__What to do__:
Revise the rows that begin at the line containing "the running board" and run through the end of the rows, writing each of those lines again with "light pole" replaced by "lamp post" and everything else left as it is.

-- start Information given --

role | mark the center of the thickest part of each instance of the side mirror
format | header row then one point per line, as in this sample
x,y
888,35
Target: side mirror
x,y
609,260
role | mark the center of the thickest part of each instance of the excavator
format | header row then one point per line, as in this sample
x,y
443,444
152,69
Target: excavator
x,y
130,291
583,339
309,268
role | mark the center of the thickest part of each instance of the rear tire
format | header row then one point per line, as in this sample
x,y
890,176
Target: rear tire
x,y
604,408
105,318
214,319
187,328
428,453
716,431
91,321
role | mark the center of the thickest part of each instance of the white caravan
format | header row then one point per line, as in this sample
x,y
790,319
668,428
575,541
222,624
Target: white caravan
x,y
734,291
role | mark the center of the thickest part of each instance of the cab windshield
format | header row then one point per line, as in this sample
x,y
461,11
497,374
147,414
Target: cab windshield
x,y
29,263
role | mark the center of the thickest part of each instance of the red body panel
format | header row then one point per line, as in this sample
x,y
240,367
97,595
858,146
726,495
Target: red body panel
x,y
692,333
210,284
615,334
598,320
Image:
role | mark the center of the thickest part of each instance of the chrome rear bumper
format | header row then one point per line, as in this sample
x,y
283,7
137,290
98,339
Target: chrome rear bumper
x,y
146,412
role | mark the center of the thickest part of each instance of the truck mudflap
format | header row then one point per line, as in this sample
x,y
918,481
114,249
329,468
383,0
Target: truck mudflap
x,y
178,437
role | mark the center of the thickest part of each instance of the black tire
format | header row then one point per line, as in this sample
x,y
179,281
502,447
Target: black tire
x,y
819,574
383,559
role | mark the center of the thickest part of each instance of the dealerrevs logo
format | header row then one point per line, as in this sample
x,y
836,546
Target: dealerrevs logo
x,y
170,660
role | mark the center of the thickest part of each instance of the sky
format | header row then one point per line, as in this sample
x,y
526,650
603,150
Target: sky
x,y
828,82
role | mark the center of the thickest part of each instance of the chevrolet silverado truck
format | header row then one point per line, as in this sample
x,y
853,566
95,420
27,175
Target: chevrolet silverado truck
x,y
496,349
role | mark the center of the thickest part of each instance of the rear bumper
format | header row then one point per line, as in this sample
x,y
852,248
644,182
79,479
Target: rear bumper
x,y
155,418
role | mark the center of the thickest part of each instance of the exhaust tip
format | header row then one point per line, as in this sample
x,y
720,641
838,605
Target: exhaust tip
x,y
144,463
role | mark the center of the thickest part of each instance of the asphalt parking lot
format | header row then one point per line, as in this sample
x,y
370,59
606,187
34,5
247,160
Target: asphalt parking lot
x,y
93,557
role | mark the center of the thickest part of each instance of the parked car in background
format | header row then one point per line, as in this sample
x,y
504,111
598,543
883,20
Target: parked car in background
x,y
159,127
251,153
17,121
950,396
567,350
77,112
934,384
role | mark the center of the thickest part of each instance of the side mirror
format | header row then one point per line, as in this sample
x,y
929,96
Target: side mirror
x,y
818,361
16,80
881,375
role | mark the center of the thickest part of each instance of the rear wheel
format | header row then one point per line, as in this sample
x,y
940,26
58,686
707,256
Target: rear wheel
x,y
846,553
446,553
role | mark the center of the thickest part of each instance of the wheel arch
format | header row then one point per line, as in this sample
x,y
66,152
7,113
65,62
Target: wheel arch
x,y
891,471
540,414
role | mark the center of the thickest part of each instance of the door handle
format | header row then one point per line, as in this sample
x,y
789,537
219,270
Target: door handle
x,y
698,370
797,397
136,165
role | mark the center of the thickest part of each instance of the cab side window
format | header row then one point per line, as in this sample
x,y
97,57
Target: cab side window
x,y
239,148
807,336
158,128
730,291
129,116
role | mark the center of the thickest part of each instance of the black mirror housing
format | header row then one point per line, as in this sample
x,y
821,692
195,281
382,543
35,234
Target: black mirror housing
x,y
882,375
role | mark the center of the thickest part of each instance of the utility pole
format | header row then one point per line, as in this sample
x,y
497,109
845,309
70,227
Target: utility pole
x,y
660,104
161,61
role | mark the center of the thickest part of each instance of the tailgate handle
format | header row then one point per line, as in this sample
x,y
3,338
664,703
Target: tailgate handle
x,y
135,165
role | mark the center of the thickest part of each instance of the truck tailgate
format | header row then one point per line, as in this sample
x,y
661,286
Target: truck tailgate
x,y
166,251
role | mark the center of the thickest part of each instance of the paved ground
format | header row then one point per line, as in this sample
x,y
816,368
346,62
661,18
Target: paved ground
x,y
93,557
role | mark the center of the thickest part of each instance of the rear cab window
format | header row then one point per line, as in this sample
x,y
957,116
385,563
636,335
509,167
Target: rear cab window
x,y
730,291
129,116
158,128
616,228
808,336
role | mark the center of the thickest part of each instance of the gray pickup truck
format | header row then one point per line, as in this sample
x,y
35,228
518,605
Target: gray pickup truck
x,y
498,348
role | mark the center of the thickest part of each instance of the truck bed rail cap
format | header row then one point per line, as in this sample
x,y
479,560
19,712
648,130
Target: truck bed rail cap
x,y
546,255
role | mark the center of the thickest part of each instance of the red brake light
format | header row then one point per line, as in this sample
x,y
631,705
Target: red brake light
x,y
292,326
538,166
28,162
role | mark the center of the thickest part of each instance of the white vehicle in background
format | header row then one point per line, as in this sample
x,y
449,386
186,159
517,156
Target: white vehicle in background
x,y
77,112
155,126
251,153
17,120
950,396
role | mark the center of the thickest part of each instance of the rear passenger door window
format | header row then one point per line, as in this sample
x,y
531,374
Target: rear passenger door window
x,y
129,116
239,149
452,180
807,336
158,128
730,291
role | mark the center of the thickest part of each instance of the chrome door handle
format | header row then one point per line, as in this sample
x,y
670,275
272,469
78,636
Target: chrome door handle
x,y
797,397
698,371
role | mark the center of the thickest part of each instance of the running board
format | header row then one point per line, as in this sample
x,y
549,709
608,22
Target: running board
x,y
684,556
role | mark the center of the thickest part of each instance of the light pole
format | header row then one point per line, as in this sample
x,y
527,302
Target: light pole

-- end Information given --

__Response to this exercise__:
role | mark the center of the thickest part of each instance of the running board
format | header row then one point per line, as in this sample
x,y
549,709
608,22
Target: running board
x,y
684,556
role | mark the center of the thickest part of each instance of the lamp post
format | header row then one point per line, as in this sample
x,y
527,302
Target: lamp post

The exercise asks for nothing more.